**WHAT IS ASKED:** Each record below must be returned exactly as shown.

**MATERIALS PROVIDED:**
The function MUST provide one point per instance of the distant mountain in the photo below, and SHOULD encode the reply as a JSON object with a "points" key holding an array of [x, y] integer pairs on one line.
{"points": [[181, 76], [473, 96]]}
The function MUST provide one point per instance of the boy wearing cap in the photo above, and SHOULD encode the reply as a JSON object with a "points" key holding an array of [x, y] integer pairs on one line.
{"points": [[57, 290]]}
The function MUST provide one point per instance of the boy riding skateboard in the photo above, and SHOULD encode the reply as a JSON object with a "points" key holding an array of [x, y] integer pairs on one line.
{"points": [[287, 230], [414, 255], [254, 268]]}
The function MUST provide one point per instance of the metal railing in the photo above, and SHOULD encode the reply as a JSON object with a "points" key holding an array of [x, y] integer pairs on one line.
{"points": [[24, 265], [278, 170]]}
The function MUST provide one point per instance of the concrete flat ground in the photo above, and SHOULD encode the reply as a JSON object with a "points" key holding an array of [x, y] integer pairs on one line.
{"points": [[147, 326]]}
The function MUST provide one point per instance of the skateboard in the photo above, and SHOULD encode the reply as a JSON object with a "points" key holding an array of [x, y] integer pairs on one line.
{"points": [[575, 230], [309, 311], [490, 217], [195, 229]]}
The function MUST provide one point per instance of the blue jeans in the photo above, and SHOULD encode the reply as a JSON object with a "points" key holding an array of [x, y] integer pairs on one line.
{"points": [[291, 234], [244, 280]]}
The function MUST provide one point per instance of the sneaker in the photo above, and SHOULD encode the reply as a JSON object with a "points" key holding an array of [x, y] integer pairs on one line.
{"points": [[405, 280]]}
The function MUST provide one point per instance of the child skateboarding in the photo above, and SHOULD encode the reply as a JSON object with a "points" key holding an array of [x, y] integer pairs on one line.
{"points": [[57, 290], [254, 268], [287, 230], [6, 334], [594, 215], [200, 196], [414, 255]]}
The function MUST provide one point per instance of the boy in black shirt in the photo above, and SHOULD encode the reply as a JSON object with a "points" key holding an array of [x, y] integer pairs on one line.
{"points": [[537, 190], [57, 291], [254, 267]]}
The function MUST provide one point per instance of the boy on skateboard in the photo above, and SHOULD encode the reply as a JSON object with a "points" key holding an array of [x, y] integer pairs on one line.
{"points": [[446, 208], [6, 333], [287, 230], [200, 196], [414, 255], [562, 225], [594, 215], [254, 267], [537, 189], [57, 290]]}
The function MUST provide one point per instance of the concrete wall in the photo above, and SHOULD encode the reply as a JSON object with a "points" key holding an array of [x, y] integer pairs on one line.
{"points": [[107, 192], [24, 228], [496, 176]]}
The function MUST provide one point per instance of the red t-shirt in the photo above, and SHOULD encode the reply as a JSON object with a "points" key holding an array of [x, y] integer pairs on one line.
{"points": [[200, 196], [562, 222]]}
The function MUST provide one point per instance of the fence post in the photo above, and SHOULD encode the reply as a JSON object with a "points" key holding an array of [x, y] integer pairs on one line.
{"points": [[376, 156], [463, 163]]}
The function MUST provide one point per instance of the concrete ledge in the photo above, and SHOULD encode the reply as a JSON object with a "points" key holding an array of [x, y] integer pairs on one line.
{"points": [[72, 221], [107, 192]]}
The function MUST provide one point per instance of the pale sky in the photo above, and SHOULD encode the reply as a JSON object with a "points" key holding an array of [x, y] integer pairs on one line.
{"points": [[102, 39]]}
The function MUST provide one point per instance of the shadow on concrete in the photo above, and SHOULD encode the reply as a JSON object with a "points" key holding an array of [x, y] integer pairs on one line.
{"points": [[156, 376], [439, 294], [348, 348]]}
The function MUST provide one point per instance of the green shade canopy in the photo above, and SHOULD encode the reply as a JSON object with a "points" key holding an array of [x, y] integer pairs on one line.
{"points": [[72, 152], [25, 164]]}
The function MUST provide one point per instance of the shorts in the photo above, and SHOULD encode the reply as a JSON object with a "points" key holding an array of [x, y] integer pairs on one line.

**ANSWER TO THE EXERCISE:**
The function MUST provide one point per instance of the distant mountain in the photo below, and SHOULD encode the reply as a JSON object with a "points" key holding an array of [x, y] integer pairs on one line.
{"points": [[181, 76], [473, 96]]}
The function MUST provide one point per instance of the boy wearing cap in the photo above, and SHOULD encode the reply as a JSON object with a "points" key holding an array of [x, y] integer pairs on one line.
{"points": [[57, 290]]}
The function MUST provide one point per instance of the boy riding skateboard in the photo above, and SHOULD encode the reply as a JSON object with a "points" key holding an array of [x, y] integer pairs on one line.
{"points": [[287, 230], [414, 255], [254, 268]]}
The function MUST provide one point per instance of the metal railing in the photo above, and SHOULD encode the reply as a JSON object with a "points" key holding an array of [x, y] integer pairs on one line.
{"points": [[24, 265], [278, 170]]}
The function MUST provide one point per instance of the concrete flat ground in the photo above, and SHOULD encode the reply as a JSON object with a "points" key holding an array of [x, y] integer pairs on one line.
{"points": [[147, 326]]}
The function MUST provide one point per instance of the skateboard in the photo above, and SHOULD encode the reply as a JSON object with a "points" key holding an array of [x, y] integer pairs on one line.
{"points": [[575, 230], [309, 311], [490, 217], [195, 229]]}
The function MUST provide one point per instance of the blue jeans in the photo above, and SHOULD encode the reply as a JSON object with a "points" key holding an array of [x, y] integer pairs on one line.
{"points": [[291, 234], [244, 280]]}
The function MUST provide one point per instance of the sneaker in the photo above, and SHOULD encode the reply as a JSON object with a "points" key holding an array of [x, y] integer pairs on one line.
{"points": [[405, 280]]}
The function MUST provide one point per instance of the child skateboarding in the photo above, and SHOULD encode the reply as a JSON object with a "points" key holding an array of [x, y] integer pairs on one line.
{"points": [[57, 290], [254, 268], [287, 230], [6, 334], [594, 215], [200, 196], [414, 255]]}
The function MUST provide one point per instance of the boy in black shirt in the photo above, and SHOULD encode the reply as a JSON object with a "points" key holding an array of [x, y] integer pairs on one line.
{"points": [[537, 190], [57, 291], [254, 267]]}
The function MUST provide one point per instance of the boy on skateboard in the photo above, and SHOULD encode the reply as a JSON object with a "points" key holding an array of [x, y] integer pairs on one line.
{"points": [[446, 208], [6, 333], [287, 230], [200, 196], [414, 255], [562, 225], [594, 215], [254, 267], [537, 189], [57, 290]]}
The function MUST provide one point per instance of the concrete wall in the photo above, and SHOULD encode the reply as a JSON object with a "points" key holding an array of [x, y] integer pairs on one line.
{"points": [[107, 192], [24, 228], [496, 176]]}
The function MUST provide one point per instance of the red t-shirt in the photo above, and SHOULD encode the reply as a JSON object with a "points" key holding an array of [x, y] integer pairs on one line.
{"points": [[200, 196], [562, 222]]}
The function MUST provide one point per instance of the fence post in the photo above, and SHOULD encode the reply as a JSON object with a "points" key holding an array of [x, y] integer pairs on one line.
{"points": [[376, 156], [463, 163]]}
The function MUST provide one point per instance of the concrete ledge in the photo above, and SHOULD encode the reply as a JSON object with a "points" key holding an array of [x, y] integer pairs on one line.
{"points": [[72, 221], [107, 192]]}
The function MUST provide one point per instance of the pale sky in the photo above, and SHOULD encode the reply as a JSON object with a "points" key holding an array of [x, y] integer pairs on one line.
{"points": [[102, 39]]}
The function MUST provide one point per instance of the shadow on concrete in the photo above, and SHOULD encode the reply as a JSON object with a "points" key holding an array of [x, y] integer pairs on one line.
{"points": [[156, 376], [439, 294], [348, 348]]}
The function MUST provide one point per instance of the green shade canopy in the photo above, and SHOULD encode the reply as a JSON object with a "points" key holding an array of [x, y] integer pairs on one line.
{"points": [[72, 152], [25, 164]]}
The function MUST provide one point per instance of the shorts in the photo above, and SHOULD encode the reply as a JSON object with a "points" key holding an array of [x, y] integer pairs on one line.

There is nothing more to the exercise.